■ Exercise objective
Using the line that contains "Reviewer note: check that every instance of the curb" as the start, restate each line word for word through the final line of the material below, and return only those.

__________________________________________________

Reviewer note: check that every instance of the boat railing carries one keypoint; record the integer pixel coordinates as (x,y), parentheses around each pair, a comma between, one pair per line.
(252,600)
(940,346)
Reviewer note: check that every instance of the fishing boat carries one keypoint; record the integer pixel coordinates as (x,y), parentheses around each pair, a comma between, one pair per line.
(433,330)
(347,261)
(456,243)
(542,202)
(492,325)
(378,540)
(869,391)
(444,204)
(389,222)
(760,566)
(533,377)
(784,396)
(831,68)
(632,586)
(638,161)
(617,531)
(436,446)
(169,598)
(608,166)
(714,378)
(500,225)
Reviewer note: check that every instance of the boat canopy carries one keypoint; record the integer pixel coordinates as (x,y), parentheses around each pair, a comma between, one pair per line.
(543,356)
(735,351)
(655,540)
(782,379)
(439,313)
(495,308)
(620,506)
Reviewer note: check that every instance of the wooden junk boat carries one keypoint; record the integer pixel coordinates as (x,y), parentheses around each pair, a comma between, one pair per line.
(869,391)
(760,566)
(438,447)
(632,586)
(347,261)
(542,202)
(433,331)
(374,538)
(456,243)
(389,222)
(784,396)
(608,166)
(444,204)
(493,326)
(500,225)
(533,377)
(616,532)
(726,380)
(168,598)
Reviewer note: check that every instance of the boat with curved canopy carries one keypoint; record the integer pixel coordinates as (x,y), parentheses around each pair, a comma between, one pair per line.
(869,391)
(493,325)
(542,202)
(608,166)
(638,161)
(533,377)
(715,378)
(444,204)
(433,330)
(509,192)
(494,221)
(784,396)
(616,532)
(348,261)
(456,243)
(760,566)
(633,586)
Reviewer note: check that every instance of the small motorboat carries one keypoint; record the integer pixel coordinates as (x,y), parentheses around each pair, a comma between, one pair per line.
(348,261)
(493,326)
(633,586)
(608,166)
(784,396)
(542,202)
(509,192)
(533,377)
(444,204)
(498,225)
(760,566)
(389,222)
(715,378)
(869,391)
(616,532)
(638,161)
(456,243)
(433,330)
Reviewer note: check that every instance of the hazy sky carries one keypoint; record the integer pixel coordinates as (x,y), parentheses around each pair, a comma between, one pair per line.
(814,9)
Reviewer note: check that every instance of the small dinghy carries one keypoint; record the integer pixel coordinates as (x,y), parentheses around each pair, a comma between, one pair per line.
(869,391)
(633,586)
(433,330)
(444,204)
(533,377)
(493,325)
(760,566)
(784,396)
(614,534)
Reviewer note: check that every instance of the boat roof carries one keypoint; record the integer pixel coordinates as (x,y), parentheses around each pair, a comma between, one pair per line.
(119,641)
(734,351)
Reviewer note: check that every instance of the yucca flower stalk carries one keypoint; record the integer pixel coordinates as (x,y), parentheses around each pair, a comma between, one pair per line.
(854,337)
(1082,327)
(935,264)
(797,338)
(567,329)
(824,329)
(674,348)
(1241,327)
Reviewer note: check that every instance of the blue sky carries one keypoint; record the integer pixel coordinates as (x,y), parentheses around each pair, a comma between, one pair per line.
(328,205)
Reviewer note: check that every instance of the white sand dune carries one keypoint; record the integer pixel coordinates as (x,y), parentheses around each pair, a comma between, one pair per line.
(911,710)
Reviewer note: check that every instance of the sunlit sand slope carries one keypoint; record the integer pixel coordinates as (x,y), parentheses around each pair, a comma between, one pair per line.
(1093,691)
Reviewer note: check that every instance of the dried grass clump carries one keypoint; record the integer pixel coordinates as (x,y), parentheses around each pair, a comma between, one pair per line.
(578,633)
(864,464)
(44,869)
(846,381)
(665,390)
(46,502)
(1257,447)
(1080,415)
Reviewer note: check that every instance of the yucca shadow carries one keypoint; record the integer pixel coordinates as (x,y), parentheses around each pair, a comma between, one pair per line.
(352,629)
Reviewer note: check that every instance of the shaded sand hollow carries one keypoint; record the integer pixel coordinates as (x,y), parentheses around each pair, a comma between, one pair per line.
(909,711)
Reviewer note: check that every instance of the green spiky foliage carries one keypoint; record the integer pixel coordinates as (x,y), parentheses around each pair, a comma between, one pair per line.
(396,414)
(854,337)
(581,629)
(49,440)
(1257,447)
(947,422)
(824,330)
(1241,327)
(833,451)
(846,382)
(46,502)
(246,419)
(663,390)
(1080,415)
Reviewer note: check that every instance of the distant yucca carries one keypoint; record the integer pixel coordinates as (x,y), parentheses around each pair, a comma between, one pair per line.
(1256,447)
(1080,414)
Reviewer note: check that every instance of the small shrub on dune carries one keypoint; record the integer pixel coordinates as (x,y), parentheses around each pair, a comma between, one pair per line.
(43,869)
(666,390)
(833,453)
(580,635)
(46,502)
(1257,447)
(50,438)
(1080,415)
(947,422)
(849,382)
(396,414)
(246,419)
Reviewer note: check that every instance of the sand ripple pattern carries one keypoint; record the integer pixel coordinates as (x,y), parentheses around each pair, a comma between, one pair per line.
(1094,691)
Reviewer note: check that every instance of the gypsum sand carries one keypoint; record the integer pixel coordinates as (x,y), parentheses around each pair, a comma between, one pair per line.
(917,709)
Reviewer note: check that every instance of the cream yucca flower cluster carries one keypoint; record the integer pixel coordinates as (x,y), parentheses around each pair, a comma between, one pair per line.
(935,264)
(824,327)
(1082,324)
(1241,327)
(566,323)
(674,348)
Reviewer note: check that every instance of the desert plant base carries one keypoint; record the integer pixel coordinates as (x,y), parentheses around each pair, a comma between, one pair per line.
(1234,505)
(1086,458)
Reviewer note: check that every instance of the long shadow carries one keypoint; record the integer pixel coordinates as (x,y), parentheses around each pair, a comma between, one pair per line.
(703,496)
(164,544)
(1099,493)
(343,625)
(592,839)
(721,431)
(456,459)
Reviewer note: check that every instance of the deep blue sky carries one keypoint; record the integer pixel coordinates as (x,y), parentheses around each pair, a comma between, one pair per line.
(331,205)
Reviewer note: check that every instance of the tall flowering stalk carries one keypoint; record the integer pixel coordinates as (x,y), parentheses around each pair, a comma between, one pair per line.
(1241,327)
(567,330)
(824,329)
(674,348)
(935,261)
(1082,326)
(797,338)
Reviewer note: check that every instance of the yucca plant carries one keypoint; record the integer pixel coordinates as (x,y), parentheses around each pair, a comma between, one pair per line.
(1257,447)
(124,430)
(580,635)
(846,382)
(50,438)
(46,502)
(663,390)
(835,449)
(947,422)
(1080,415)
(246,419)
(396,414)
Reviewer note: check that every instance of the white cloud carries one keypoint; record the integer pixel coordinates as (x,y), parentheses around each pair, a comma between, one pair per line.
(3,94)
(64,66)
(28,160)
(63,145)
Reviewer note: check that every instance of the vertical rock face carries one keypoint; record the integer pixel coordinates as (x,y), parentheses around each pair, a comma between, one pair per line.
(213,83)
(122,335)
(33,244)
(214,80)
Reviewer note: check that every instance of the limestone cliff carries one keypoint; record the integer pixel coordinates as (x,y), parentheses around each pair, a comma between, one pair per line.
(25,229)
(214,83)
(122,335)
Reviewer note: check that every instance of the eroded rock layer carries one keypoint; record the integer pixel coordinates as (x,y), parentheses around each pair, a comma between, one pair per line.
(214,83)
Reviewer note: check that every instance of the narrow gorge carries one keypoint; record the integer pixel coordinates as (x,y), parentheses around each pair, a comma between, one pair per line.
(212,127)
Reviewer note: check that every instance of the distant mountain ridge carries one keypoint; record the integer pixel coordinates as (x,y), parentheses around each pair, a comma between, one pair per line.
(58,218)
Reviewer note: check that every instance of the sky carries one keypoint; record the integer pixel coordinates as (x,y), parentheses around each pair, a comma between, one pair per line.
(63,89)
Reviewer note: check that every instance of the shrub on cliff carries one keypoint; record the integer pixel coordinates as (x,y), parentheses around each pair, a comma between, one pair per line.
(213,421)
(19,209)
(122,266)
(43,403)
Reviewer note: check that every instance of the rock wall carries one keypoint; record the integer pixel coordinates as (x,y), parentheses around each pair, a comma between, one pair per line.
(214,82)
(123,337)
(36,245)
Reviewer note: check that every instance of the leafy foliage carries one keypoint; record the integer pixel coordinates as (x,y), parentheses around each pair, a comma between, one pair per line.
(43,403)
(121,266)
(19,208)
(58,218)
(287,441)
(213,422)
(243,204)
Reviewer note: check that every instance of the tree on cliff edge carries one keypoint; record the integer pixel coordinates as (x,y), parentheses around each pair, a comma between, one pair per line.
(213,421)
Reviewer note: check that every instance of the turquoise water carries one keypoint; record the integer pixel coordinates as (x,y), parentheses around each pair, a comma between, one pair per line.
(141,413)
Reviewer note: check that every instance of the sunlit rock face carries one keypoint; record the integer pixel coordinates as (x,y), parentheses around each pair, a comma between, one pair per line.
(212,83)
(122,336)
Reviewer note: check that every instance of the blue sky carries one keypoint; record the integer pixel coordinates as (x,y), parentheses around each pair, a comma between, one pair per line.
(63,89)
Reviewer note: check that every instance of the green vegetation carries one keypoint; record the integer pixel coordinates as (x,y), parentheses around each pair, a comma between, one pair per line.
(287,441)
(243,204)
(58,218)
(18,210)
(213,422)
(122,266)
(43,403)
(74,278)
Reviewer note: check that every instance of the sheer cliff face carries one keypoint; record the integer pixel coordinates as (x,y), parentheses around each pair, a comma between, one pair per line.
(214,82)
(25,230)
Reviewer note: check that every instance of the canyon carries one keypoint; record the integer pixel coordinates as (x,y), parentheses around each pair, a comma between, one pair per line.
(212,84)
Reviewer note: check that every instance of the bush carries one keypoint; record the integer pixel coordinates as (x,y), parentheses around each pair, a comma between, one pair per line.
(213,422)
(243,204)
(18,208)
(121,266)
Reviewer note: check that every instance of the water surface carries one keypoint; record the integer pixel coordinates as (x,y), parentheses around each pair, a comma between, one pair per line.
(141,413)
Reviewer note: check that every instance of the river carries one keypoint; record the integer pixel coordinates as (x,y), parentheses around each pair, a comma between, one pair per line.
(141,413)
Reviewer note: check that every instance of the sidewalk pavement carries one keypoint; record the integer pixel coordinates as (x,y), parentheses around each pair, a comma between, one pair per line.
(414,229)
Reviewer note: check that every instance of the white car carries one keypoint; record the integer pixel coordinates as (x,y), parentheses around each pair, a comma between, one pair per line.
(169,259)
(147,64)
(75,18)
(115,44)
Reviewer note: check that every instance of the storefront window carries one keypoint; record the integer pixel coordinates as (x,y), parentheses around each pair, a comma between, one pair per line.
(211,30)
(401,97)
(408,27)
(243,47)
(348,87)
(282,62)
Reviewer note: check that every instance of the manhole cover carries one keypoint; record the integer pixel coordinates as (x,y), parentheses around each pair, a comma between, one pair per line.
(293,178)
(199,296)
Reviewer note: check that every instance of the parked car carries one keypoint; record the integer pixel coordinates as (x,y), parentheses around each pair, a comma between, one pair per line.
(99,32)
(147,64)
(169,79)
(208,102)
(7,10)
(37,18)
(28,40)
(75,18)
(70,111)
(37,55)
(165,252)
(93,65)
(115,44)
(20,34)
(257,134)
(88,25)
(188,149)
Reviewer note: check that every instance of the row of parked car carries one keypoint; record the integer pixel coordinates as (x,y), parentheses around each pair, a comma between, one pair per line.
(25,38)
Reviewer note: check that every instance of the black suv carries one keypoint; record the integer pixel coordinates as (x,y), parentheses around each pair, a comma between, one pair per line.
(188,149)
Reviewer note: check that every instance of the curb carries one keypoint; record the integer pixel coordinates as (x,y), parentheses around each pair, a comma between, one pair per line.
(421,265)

__________________________________________________

■ Result for this task
Reviewer note: check that every instance of the curb carries one keypoint; record the integer pixel coordinates as (x,y), parentheses around each pair, a comma between, one pair per line.
(421,265)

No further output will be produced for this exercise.